Provided text:
Then you can install KDE 4.3 alongside KDE 4.2.
(Install the kde-nightly package or something).

For kde , they should consider a longer release cicle, for example making RC2 RC3 and so until gets solid rock, and then RTM or something like, that.

Making only one RC1 will cause KDE 4.3.0 not be solid rock system as many of us expect.

Anyway Kde 4.3 beta 1 is in right direction, = D

Did you read what Christoph said above? (His post title was "Feature Freeze", unfortunately the new dot does not create links to comments.) It's absolutely impossible to kill all bugs, because, for example, developers lack resources to reproduce many bugs that depend on configuration.

Also, some bugs emerge from programs being in a transition state to a better solution (one example being System Settings which did not yet get Administrator Mode because they want to do it the right way with PolicyKit).

A similar argument applies for some bugs and also some crashes: Developers might already know how to fix them, but they would possibly introduce even more bugs through a hacky solution.

So there can be numerous reasons why a bug does not get fixed in the first place. The last and most important reason is lack of manpower, but we cannot solve that. There is a saying that "assigning more workers to a delayed project delays it further", which is quite true: New developers have to find their way into the program, which may consume the time of the old devs who have to explain things to them, or the new devs might break stuff without noticing, thereby introducing even more bugs.

As you see, there is no way to get bug-free software with just a longer release cycle. Our release cycles already consist of one third feature freeze. Even more could be counterproductive, as it lowers the motivation of the developers significantly. I hope you understand this reasoning.

Yes, hunt bugs if you want to, but don't waste your time filing a bug report.

Because, it is quite probable that a developer will immediately post a lame excuse for why it isn't a bug. The latest variation on this is claiming that things that are obviously bugs are "Wish List" items.

See:

https://bugs.kde.org/show_bug.cgi?id=195837#c1

I think that this can be restated as I (AJS) didn't design this correctly so your are just wishing that it had been done correctly.

Perhaps the bugs are all wishes. :-D

Actually, whether this was a design error or a coding error, it is still a bug.

Recorded information:

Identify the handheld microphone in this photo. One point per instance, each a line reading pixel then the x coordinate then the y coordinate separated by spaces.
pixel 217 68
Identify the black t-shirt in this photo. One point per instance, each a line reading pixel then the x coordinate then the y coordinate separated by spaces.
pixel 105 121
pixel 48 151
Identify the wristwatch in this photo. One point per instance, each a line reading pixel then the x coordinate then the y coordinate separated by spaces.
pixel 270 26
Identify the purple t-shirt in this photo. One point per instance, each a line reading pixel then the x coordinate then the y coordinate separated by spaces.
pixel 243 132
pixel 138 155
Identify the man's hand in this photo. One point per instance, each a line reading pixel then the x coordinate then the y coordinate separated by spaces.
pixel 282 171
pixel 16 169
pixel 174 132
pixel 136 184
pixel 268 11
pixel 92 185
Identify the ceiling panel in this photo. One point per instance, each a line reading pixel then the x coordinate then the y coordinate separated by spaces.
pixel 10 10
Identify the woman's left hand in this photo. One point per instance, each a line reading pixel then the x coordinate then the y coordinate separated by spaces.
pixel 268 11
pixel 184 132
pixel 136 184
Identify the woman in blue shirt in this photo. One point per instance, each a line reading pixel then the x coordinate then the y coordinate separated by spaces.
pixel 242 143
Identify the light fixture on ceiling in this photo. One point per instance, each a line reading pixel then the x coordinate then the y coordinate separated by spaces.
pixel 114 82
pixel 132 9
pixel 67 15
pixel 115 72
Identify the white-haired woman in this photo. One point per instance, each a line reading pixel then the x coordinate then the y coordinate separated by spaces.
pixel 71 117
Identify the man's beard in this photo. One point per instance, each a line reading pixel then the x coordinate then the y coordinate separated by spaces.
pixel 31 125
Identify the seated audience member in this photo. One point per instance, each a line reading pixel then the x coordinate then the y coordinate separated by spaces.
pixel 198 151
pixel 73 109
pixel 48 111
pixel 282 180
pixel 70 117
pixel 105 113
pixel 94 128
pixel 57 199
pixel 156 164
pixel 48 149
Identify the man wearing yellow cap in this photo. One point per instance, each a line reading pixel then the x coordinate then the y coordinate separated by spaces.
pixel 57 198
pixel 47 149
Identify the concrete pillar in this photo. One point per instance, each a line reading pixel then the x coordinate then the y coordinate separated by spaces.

Challenges:
1. In the KDE release discussion, what share of the release cycles is already feature freeze?
2. Repeat the passage of the KDE release discussion word for word, starting with "https://bugs.kde.org/show_bug.cgi?id=195837#c1" and going on through "been done correctly.".
The listing comes from a different source than the KDE release discussion.

Task results:
1. One third.

2.
https://bugs.kde.org/show_bug.cgi?id=195837#c1

I think that this can be restated as I (AJS) didn't design this correctly so your are just wishing that it had been done correctly.